[Records drawn from a dataset]
━━━━━━━━━━━━━━━━

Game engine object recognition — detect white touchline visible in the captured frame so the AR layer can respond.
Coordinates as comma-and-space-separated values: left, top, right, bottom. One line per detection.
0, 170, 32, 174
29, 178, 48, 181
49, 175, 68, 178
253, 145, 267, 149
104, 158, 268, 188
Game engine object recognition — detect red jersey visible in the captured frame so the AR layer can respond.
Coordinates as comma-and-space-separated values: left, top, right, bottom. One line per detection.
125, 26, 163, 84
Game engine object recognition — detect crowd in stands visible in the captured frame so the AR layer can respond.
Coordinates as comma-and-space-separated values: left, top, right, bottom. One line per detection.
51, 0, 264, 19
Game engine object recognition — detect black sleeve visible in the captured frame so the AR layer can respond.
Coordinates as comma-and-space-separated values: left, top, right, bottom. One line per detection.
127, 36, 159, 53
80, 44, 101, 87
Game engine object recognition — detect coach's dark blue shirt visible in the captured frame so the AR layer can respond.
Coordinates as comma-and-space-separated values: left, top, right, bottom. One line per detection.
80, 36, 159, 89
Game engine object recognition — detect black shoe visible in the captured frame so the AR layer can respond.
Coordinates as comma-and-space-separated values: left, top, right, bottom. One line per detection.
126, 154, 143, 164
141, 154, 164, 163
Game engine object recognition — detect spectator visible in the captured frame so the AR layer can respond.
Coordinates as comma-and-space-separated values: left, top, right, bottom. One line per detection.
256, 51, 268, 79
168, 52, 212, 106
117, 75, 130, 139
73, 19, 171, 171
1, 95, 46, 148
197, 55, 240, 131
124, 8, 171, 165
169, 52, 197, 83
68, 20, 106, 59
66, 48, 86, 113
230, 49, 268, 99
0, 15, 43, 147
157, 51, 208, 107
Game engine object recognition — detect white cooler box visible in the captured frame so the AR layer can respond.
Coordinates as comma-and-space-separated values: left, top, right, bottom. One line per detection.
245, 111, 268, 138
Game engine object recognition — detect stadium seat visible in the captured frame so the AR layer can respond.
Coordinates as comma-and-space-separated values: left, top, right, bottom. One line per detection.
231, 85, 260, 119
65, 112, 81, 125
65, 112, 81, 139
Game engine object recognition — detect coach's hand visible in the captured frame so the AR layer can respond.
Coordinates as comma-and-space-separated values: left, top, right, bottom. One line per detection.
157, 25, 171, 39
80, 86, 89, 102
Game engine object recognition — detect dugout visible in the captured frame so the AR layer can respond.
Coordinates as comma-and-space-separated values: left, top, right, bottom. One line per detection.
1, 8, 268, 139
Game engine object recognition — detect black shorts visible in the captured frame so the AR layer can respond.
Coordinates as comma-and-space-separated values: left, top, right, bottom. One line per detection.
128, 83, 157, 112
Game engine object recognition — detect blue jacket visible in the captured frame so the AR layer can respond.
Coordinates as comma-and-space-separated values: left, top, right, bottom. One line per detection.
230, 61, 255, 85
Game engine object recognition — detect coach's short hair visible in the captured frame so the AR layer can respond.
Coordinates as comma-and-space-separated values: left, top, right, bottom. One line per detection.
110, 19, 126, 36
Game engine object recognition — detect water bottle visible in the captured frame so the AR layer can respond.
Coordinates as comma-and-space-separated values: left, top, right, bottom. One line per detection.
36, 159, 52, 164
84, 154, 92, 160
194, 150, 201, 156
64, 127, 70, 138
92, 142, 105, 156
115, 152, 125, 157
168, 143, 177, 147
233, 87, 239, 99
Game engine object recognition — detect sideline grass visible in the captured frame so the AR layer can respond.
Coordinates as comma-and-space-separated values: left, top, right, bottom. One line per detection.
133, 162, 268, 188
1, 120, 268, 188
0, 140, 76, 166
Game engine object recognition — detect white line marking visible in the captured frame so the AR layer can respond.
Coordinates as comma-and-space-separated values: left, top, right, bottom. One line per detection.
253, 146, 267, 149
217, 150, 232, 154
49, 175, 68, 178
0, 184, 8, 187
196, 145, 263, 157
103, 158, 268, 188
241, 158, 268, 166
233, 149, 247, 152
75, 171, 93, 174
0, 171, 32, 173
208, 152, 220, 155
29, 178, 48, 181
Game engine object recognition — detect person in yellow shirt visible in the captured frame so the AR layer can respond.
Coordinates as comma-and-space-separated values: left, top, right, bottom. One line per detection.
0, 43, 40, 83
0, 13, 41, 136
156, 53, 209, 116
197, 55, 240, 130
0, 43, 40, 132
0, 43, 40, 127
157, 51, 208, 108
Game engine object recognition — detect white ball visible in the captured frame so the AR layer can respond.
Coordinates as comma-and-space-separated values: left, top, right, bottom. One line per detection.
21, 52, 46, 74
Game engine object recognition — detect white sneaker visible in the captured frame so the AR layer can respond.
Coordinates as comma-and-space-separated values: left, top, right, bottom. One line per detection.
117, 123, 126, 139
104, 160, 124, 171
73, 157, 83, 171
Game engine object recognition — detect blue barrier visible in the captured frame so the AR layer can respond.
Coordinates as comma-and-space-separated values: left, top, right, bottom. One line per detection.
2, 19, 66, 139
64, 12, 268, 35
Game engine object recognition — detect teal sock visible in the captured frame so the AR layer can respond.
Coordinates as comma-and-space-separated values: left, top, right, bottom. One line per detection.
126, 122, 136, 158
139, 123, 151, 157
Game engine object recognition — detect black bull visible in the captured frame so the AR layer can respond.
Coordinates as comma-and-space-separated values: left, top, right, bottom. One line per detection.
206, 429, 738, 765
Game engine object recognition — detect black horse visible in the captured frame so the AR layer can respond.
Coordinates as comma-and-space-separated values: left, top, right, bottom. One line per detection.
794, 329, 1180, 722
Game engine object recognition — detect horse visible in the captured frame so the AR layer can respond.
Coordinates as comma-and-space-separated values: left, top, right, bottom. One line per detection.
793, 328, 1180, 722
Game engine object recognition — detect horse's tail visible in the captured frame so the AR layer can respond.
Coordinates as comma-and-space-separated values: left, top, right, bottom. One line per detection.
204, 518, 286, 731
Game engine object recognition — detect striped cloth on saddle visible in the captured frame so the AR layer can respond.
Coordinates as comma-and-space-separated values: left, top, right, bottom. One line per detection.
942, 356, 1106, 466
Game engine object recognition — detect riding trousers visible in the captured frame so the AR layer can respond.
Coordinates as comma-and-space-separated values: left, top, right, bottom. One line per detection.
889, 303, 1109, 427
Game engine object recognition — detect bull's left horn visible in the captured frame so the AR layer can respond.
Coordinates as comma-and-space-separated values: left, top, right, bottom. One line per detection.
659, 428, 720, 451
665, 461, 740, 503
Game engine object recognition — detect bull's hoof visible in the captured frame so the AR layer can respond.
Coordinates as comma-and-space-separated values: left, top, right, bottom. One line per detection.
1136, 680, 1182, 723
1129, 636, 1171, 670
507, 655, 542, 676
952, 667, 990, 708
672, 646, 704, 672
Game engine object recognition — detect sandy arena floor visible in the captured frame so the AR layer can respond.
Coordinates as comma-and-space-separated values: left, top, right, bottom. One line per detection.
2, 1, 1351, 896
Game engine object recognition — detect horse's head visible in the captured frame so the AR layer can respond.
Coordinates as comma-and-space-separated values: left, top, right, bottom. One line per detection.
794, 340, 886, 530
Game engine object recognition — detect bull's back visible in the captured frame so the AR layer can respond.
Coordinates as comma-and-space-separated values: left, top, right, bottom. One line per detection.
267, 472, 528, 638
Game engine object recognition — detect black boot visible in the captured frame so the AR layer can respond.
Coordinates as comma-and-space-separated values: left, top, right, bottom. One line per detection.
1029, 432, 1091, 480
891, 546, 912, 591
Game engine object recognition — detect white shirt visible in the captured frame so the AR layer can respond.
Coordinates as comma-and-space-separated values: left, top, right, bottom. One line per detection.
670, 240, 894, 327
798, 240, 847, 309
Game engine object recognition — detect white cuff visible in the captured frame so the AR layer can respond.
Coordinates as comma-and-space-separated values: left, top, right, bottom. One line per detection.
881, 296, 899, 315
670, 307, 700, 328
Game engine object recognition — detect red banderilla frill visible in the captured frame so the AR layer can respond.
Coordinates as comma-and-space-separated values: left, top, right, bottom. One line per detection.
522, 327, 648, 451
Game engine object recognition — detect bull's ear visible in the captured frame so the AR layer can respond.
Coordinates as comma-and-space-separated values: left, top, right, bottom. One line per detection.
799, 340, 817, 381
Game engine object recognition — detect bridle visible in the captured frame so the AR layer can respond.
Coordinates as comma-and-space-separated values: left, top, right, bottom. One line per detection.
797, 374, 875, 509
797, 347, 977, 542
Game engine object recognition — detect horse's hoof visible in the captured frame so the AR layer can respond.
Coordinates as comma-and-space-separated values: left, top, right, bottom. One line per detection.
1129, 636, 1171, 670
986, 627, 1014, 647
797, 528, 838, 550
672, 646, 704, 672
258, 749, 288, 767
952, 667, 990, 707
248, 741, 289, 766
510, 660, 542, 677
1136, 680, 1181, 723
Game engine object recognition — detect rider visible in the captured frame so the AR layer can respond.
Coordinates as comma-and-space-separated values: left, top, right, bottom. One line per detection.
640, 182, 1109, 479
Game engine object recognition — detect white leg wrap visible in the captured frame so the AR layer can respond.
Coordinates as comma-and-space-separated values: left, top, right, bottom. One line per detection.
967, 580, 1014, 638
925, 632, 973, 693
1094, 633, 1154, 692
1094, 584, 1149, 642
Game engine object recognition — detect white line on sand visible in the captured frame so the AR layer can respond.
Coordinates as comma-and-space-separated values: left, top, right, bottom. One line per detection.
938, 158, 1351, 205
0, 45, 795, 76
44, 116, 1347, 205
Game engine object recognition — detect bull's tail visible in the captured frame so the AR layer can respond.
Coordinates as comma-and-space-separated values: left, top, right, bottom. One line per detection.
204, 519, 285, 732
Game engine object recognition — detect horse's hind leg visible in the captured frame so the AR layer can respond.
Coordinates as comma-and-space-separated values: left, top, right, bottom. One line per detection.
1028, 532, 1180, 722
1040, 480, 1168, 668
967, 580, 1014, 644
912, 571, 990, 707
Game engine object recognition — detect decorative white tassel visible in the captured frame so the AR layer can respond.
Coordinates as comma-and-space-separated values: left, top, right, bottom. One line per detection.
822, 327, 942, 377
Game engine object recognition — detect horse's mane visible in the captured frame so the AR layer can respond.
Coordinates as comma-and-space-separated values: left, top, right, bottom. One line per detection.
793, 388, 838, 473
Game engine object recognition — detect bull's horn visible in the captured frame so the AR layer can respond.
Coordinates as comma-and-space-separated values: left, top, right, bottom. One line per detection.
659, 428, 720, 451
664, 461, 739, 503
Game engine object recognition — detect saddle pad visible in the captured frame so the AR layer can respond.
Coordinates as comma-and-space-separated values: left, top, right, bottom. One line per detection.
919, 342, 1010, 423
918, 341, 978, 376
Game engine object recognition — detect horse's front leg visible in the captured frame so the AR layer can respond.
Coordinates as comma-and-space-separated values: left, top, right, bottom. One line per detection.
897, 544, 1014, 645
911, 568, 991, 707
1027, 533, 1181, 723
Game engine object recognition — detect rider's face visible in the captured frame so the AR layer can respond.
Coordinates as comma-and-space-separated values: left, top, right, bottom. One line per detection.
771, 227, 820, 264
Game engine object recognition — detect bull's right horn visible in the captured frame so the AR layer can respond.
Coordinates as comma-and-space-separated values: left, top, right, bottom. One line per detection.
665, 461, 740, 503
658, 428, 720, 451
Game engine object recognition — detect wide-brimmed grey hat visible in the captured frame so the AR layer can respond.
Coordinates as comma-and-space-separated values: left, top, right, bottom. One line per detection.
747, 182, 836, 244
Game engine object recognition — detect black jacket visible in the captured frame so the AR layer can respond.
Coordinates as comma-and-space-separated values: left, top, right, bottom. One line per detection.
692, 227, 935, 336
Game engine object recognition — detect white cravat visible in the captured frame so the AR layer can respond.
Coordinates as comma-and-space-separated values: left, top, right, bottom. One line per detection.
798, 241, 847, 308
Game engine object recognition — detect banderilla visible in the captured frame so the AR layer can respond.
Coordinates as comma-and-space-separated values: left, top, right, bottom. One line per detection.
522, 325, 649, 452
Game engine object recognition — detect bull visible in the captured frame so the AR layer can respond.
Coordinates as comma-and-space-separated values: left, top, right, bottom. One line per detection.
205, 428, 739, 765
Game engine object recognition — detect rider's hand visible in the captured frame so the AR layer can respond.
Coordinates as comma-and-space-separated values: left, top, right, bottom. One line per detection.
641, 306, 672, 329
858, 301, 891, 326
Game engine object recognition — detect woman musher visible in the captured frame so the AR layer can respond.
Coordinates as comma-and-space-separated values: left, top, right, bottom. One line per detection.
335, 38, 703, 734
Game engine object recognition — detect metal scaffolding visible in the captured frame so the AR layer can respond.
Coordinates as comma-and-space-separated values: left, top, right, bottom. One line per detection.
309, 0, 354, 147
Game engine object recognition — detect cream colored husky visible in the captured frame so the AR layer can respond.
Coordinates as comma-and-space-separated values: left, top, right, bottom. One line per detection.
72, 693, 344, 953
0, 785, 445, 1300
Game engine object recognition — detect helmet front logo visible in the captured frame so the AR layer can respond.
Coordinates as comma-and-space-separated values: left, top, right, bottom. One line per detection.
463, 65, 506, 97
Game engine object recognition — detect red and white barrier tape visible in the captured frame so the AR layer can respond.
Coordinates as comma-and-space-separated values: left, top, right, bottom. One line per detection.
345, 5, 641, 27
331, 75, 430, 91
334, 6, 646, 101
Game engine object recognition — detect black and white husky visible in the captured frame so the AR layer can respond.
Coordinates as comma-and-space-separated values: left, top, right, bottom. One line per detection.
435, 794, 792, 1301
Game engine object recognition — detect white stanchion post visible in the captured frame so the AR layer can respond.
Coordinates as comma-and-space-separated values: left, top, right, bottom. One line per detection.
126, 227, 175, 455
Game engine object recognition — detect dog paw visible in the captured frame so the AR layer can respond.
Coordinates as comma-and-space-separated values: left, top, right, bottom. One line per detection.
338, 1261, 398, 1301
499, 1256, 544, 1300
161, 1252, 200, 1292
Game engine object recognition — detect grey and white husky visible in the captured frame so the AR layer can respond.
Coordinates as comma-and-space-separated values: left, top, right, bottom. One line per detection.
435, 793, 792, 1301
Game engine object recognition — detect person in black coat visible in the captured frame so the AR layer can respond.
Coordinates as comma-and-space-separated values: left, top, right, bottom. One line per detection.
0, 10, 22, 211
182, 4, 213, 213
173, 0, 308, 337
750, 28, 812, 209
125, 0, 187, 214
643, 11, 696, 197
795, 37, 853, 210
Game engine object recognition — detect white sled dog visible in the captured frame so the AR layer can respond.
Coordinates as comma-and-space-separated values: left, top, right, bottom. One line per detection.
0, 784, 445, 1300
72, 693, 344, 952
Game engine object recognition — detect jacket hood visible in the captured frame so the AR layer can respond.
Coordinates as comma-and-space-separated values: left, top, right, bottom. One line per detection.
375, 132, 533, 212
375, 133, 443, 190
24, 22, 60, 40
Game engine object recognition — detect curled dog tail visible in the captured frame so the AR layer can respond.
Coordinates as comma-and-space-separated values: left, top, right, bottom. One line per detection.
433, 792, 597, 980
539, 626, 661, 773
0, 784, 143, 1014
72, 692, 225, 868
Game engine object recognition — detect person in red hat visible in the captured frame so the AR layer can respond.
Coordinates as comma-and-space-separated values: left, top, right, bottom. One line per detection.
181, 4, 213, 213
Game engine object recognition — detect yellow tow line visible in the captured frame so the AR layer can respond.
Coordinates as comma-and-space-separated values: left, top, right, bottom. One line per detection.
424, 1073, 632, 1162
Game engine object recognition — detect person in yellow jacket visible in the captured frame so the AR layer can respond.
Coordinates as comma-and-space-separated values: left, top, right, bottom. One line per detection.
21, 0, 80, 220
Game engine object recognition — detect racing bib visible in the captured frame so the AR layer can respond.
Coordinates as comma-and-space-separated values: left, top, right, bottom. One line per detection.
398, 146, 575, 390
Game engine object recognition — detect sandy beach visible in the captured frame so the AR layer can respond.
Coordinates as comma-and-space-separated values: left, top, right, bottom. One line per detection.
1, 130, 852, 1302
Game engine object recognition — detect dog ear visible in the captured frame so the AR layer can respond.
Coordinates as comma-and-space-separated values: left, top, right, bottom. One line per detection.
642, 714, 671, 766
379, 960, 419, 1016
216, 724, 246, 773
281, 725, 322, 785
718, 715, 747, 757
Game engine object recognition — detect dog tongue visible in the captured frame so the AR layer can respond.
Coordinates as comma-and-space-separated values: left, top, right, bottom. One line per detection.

━━━━━━━━━━━━━━━━

**ABOUT THIS EXERCISE:**
Retype exactly, and only, the lines above from the one where "Game engine object recognition — detect white cravat" occurs up to and including the one where "Game engine object recognition — detect cream" occurs.

**RESPONSE TO THE EXERCISE:**
Game engine object recognition — detect white cravat visible in the captured frame so the AR layer can respond.
Coordinates as comma-and-space-separated values: left, top, right, bottom. One line per detection.
798, 241, 847, 308
Game engine object recognition — detect banderilla visible in the captured frame so the AR layer can respond.
Coordinates as comma-and-space-separated values: left, top, right, bottom. One line per detection.
522, 325, 649, 452
Game engine object recognition — detect bull visible in the captured frame so the AR layer can respond.
Coordinates as comma-and-space-separated values: left, top, right, bottom. One line per detection.
205, 428, 739, 765
Game engine object recognition — detect rider's hand visible in the captured frame so the AR layer can respond.
Coordinates as comma-and-space-separated values: left, top, right, bottom. One line per detection.
641, 306, 672, 329
858, 301, 891, 326
Game engine object recognition — detect woman musher visible in the captured frame so the AR layer can respond.
Coordinates as comma-and-space-separated values: left, top, right, bottom. One line per detection.
335, 38, 703, 734
Game engine object recognition — detect metal scaffolding visible in the captured frame so the AR layer can respond.
Coordinates as comma-and-space-separated values: left, top, right, bottom. One line per detection.
309, 0, 354, 147
Game engine object recognition — detect cream colored husky visible in the captured frame so the AR layer can respond.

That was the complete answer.